* **Work instruction**:
Filter the entries for the string "headphones". Copy each line that has it.

Records drawn from a dataset:
····················

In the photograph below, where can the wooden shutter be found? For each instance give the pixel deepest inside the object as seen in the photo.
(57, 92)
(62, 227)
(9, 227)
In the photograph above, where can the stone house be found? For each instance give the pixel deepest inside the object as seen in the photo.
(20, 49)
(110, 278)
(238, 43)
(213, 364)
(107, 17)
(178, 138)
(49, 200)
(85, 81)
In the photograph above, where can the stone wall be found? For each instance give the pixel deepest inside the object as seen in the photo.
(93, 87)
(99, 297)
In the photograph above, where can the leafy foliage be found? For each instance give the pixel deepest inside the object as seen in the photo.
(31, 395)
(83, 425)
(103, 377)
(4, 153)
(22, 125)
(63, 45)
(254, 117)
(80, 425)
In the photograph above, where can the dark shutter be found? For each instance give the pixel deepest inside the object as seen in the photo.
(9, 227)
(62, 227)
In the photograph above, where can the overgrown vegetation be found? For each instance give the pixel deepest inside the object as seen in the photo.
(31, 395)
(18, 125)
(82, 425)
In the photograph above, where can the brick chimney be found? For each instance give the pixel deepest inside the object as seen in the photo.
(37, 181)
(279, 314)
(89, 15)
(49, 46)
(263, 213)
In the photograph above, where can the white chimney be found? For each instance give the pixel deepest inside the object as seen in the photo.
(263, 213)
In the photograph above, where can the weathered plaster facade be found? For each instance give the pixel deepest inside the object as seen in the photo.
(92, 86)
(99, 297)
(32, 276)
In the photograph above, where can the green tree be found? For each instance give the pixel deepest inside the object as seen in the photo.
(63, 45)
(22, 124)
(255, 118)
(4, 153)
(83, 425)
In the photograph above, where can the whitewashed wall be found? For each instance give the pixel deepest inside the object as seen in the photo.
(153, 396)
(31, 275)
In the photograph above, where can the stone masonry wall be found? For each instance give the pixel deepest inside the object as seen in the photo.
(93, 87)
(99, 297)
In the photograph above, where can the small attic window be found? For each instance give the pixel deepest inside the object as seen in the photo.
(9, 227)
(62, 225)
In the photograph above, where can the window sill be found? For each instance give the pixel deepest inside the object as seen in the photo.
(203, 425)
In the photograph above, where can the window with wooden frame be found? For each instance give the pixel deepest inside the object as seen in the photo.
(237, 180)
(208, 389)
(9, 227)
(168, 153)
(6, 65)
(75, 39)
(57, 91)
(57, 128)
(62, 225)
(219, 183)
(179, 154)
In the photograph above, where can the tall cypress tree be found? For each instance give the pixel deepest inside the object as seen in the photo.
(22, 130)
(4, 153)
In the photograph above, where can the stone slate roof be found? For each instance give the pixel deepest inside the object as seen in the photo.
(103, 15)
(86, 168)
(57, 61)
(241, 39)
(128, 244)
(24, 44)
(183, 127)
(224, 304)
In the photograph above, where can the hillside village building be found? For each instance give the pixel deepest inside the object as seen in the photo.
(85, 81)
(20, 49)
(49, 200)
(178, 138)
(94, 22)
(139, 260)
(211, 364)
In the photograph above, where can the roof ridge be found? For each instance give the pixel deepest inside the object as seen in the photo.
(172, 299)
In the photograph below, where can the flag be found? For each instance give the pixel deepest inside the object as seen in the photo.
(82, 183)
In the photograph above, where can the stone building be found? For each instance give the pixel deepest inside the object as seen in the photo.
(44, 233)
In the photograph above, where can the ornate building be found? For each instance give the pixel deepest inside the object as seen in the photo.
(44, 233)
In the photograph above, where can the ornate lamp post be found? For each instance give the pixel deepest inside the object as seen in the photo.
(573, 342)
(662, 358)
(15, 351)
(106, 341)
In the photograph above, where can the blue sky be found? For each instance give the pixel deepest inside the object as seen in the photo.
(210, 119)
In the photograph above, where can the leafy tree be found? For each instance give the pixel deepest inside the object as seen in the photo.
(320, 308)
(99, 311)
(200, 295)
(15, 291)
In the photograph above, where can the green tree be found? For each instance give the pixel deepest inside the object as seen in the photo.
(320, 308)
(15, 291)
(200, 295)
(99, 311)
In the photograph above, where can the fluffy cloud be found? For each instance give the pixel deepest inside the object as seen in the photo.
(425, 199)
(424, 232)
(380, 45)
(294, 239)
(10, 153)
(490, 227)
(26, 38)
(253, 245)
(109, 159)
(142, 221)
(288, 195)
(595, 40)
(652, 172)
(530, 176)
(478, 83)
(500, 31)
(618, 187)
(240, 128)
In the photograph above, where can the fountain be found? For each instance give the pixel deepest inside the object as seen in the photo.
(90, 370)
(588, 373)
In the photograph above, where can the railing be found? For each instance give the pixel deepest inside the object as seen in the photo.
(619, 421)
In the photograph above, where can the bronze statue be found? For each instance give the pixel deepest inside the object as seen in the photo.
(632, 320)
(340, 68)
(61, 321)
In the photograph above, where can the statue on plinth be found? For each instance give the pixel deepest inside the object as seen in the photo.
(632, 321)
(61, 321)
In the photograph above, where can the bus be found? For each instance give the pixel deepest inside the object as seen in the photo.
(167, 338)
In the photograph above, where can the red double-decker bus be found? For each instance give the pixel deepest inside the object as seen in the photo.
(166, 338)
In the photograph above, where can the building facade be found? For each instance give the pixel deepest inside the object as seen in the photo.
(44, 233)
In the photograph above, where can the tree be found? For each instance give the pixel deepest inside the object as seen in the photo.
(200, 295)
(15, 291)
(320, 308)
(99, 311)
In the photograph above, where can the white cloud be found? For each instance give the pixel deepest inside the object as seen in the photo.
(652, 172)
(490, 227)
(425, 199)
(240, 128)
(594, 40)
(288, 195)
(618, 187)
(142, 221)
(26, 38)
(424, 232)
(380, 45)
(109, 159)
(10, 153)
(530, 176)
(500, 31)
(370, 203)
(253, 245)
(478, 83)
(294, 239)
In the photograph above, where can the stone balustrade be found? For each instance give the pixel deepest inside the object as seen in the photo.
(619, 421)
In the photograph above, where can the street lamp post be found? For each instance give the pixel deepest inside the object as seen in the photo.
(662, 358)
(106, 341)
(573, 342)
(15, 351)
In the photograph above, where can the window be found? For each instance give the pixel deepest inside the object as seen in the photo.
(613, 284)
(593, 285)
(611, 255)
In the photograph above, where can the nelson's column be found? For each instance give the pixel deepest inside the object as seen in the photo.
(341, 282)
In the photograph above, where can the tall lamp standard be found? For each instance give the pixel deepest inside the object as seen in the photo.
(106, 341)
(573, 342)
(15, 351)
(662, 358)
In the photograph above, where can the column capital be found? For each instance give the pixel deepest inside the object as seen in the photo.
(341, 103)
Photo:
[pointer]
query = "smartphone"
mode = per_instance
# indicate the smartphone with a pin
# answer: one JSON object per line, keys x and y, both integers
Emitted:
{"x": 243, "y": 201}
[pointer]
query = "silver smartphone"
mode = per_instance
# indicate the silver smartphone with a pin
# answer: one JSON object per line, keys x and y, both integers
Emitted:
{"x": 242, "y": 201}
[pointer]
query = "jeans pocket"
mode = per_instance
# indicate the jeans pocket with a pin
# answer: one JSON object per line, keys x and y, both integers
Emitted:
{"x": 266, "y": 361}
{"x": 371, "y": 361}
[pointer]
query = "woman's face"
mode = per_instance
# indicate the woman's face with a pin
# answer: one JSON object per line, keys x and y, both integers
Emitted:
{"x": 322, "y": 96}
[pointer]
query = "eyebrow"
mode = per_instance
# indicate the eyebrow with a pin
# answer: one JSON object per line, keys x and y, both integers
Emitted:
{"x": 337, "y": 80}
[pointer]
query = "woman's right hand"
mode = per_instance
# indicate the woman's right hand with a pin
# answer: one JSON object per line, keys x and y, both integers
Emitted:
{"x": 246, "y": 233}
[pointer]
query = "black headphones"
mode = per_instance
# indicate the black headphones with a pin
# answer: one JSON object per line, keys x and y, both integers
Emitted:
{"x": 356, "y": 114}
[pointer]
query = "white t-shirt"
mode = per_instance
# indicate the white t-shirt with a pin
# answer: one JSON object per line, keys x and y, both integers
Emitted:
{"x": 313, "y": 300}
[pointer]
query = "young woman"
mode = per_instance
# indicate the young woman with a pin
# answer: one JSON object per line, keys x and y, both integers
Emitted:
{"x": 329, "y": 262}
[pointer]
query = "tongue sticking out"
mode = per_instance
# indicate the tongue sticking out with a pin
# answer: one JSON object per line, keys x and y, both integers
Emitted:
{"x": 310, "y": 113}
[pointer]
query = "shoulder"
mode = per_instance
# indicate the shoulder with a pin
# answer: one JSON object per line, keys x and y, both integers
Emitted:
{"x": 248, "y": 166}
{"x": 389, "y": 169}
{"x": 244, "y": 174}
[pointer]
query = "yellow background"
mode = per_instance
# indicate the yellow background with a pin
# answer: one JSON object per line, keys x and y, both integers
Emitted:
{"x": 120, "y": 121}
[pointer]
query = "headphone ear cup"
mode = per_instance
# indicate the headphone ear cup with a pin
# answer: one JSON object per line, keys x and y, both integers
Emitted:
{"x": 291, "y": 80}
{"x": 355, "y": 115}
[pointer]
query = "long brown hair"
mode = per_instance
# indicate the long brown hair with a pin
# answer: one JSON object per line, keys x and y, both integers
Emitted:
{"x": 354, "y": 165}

····················

* **Response below**:
query = "black headphones"
# indicate the black headphones with a pin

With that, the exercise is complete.